* BEGIN RAW RECORDS *
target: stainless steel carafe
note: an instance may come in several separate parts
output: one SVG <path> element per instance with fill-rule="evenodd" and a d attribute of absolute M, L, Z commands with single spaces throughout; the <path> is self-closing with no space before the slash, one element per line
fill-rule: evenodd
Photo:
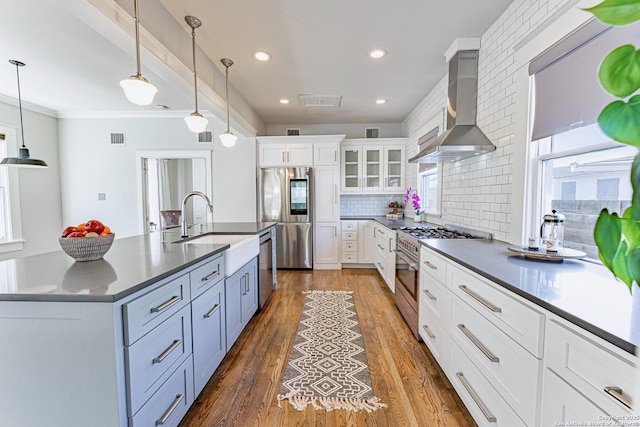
* END RAW RECORDS *
Could you return every line of the records above word for word, omitting the pictures?

FINISHED TASK:
target: stainless steel carafe
note: an instance may come in several separate parts
output: one SVG <path> element per instance with fill-rule="evenodd" and a d attribute of absolute M, L, Z commands with single spaces throughout; the <path> is self-closing with no space before the slash, one element per line
fill-rule: evenodd
Photo:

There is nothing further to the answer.